━━━━━ TEXTO PARA LEITURA ━━━━━

O câncer como um problema de atenção primária
Maira Caleffi
A Cobertura Universal de Saúde é o sistema mais justo que existe para garantir que todos os indivíduos e comunidades recebam os serviços de saúde necessários, sem que isso comprometa sua situação financeira. Apesar de não ser um sistema utilizado no mundo todo, tem se tornado pauta de muitas discussões entre líderes mundiais e ganhado força nos últimos anos face à iniquidade vigente atualmente.
O Brasil é um dos países que conta com um modelo de cobertura universal – saúde pública para todos, sem descriminações. O Sistema Único de Saúde (SUS) é um importante alicerce à população, pois fornece acesso universal a este direito fundamental garantido pela Constituição de 1988. É preocupante porém, ver o aumento da demanda por atendimento em saúde pública e o sub financiamento do setor. Apesar de importantes serviços de saúde serem prestados, encontramos grande fragilidades na área de câncer que comprometem – e muito – a vida de pessoas.

━━━━━ LINHAS EXTRAÍDAS ━━━━━

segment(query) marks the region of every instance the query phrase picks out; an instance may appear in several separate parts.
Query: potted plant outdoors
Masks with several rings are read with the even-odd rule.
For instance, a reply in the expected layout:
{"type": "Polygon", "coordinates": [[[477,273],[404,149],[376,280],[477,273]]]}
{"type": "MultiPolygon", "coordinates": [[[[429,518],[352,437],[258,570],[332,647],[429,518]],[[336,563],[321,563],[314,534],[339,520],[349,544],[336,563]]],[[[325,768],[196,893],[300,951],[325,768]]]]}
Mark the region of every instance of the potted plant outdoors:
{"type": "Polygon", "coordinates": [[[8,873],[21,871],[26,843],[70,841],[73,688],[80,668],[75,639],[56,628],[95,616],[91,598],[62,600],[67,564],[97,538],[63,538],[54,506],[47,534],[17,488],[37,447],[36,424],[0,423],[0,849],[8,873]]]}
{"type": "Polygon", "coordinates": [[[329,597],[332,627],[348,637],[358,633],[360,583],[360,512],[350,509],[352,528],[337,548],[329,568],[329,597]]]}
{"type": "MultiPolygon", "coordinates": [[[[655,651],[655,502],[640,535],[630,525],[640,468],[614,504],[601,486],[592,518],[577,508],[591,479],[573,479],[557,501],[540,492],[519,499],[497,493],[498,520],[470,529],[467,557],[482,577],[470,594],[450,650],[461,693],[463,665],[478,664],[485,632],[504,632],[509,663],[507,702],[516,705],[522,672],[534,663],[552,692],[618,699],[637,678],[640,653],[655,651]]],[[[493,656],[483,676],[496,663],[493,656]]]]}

━━━━━

TAREFAS ::
1. Responda às perguntas abaixo sobre o texto a respeito do câncer na atenção primária.
(a) Qual sistema o texto considera o mais justo para garantir que todos recebam os serviços de saúde necessários?
(b) Qual Constituição garante o direito fundamental ao qual o SUS dá acesso universal?
(c) Em que área o texto afirma haver grandes fragilidades?
2. Reescreva o trecho de "O câncer como" até "iniquidade vigente atualmente." do texto sobre o câncer na atenção primária, substituindo "justo" por "equitativo".

RESPOSTAS ::
1.
(a) A Cobertura Universal de Saúde.
(b) A Constituição de 1988.
(c) Na área de câncer.

2.
O câncer como um problema de atenção primária
Maira Caleffi
A Cobertura Universal de Saúde é o sistema mais equitativo que existe para garantir que todos os indivíduos e comunidades recebam os serviços de saúde necessários, sem que isso comprometa sua situação financeira. Apesar de não ser um sistema utilizado no mundo todo, tem se tornado pauta de muitas discussões entre líderes mundiais e ganhado força nos últimos anos face à iniquidade vigente atualmente.